■ LIST OF TASKS
A. Rewrite the Milk-V Titan article from "We first noted" to "BMC, and more.", changing "motherboard" to "mainboard".
B. According to the Milk-V Titan article, how much power does the board draw at idle?

We first noted the UltraRISC UR-DP1000-powered Milk-V Titan mini-ITX motherboard when we wrote an article about three high-performance RISC-V processors to watch in H2 2025. There have been some delays, as there often are, but the Titan board finally appears to be in stock, so it’s probably a good time to have a closer look.
Powered by a 2 GHz UR-DP1000 octa-core RISC-V CPU, the Titan mini-ITX motherboard supports up to 64GB DIMM memory and M.2 NVMe storage (PCIe Gen4 x4), and features a PCIe Gen4 x16 slot for a graphics card or other expansion, Gigabit Ethernet, four USB 3.0 ports, a BMC, and more.
Milk-V Titan specifications:
- CPU – UltraRISC UR-DP1000
- 8x 64-bit RISC-V UR-CP100 “RV64GCBHX” cores up to 2.0 GHz
- Two 4x core cluster design with 4MB L3 cache each, and a total of 16MB cache.
- Fully RVA22 compliant, and “Compliant with RVA23 excluding V extension.”
- Supports Hardware Virtualization, RISC-V RV64 ISA H(v1.0) Extension
- Memory – Up to 64GB at 3200 MT/s via 2x DDR4 DIMM slots; ECC support
- Storage – M.2 NVMe SSD via M.2 M-Key (PCIe Gen4 x4) socket
- Networking – Gigabit Ethernet RJ45 port
- USB
- 4x USB 3.0 Type-A ports (5 Gbps)
- 1x USB 2.0 via front USB header
- 1x USB Type-C debug port
- Expansion
- PCIe 4.0 x16 slot (with PCIe 4.0 x16 signalling) for graphics cards or computing cards
- M.2 Key-M socket (PCIe Gen4 x4) for NVMe SSD
- BMC
- 100Mbps RJ45 port for remote control
- USB 2.0 Type-A port for BMC Storage
- USB Type-C port
- Debugging
- 3-pin UART for the CPU
- USB Type-C Debug connector
- Misc
- Power, Reset, BMC, Reset, BMC Boot buttons
- Front panel header for Power Button / Reset Button / Status LED / Power LED
- PWM fan connector
- RTC battery socket (CR1220)
- Power Supply
- 12V DC via 5.5/2.5mm power barrel jack
- 24-pin ATX power connector
- Power Consumption (no peripherals, 64GB DDR4, 128GB SSD)
- Idle – ~14W (12V/1.2A)
- Full load – ~30W (12V/2.5A)
- Dimensions – 170 x 170 mm (mini-ITX form factor)

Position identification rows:

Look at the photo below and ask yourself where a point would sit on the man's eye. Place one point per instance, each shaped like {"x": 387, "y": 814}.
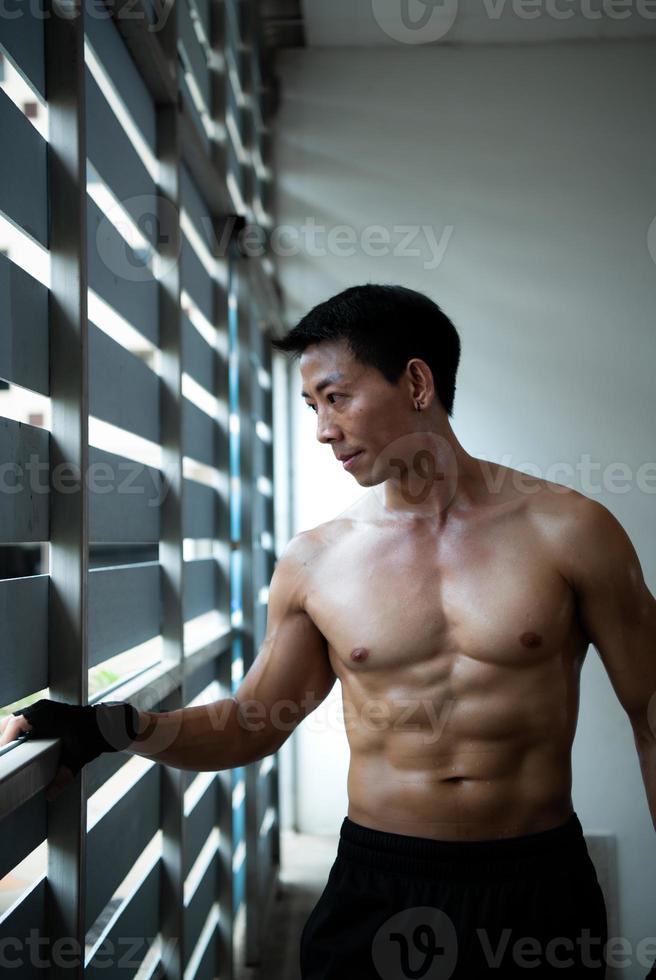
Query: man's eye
{"x": 331, "y": 395}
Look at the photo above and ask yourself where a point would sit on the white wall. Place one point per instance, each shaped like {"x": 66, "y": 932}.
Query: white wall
{"x": 542, "y": 162}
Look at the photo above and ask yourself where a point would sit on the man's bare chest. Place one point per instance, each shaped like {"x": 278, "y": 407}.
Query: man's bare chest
{"x": 492, "y": 597}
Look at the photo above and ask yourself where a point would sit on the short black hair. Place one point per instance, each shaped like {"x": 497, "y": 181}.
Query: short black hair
{"x": 384, "y": 326}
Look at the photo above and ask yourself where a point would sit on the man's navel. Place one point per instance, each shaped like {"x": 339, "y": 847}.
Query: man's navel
{"x": 531, "y": 640}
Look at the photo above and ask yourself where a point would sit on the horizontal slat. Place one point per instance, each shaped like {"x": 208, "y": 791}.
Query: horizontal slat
{"x": 117, "y": 162}
{"x": 200, "y": 434}
{"x": 198, "y": 909}
{"x": 23, "y": 188}
{"x": 116, "y": 841}
{"x": 20, "y": 927}
{"x": 192, "y": 52}
{"x": 202, "y": 8}
{"x": 199, "y": 360}
{"x": 193, "y": 204}
{"x": 130, "y": 511}
{"x": 196, "y": 280}
{"x": 122, "y": 389}
{"x": 103, "y": 768}
{"x": 208, "y": 968}
{"x": 118, "y": 276}
{"x": 200, "y": 586}
{"x": 124, "y": 609}
{"x": 192, "y": 113}
{"x": 200, "y": 679}
{"x": 132, "y": 933}
{"x": 110, "y": 48}
{"x": 22, "y": 39}
{"x": 199, "y": 824}
{"x": 24, "y": 631}
{"x": 24, "y": 332}
{"x": 21, "y": 832}
{"x": 24, "y": 508}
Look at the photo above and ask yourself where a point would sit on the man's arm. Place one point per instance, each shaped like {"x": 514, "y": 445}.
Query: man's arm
{"x": 618, "y": 613}
{"x": 290, "y": 677}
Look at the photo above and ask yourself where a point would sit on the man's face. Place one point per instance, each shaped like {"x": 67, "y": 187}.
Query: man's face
{"x": 357, "y": 411}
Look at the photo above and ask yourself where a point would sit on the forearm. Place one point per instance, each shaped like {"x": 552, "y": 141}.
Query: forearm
{"x": 205, "y": 738}
{"x": 646, "y": 746}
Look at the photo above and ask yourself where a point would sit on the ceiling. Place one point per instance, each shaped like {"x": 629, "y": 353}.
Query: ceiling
{"x": 384, "y": 23}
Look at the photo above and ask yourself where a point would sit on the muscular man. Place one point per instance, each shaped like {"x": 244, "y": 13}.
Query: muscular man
{"x": 455, "y": 601}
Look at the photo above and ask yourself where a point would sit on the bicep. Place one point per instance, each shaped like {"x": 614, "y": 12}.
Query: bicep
{"x": 616, "y": 608}
{"x": 291, "y": 674}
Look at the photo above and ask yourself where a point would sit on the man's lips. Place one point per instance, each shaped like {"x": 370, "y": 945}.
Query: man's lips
{"x": 347, "y": 461}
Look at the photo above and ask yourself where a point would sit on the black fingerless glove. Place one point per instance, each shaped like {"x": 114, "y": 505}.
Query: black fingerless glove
{"x": 86, "y": 731}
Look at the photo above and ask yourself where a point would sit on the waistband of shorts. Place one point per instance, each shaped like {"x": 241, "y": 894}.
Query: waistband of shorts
{"x": 546, "y": 849}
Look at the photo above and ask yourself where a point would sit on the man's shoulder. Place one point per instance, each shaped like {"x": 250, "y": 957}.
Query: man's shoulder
{"x": 578, "y": 530}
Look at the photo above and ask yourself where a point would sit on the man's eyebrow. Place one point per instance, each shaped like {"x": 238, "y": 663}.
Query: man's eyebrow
{"x": 330, "y": 379}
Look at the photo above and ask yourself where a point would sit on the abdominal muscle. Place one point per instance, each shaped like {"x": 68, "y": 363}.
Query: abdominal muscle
{"x": 455, "y": 786}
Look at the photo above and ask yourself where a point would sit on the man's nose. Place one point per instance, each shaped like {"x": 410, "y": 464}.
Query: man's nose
{"x": 327, "y": 430}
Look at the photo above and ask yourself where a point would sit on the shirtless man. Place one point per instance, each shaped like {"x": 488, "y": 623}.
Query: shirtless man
{"x": 455, "y": 602}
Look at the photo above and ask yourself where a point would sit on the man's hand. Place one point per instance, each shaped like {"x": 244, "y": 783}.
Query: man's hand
{"x": 85, "y": 732}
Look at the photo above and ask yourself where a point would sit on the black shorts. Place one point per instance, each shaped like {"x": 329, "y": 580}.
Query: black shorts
{"x": 397, "y": 907}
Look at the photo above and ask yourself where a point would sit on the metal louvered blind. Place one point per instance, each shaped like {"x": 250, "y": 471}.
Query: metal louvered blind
{"x": 146, "y": 481}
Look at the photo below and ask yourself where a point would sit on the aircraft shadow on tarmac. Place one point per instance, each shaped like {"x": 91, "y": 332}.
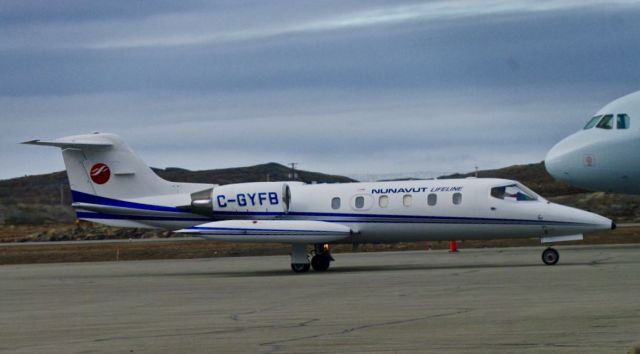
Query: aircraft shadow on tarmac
{"x": 363, "y": 268}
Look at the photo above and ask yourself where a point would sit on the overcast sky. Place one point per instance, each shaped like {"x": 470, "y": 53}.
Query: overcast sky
{"x": 348, "y": 87}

■ WRITTEN ANSWERS
A.
We first noted the UltraRISC UR-DP1000-powered Milk-V Titan mini-ITX mainboard when we wrote an article about three high-performance RISC-V processors to watch in H2 2025. There have been some delays, as there often are, but the Titan board finally appears to be in stock, so it’s probably a good time to have a closer look.
Powered by a 2 GHz UR-DP1000 octa-core RISC-V CPU, the Titan mini-ITX mainboard supports up to 64GB DIMM memory and M.2 NVMe storage (PCIe Gen4 x4), and features a PCIe Gen4 x16 slot for a graphics card or other expansion, Gigabit Ethernet, four USB 3.0 ports, a BMC, and more.

B. About 14W (12V/1.2A).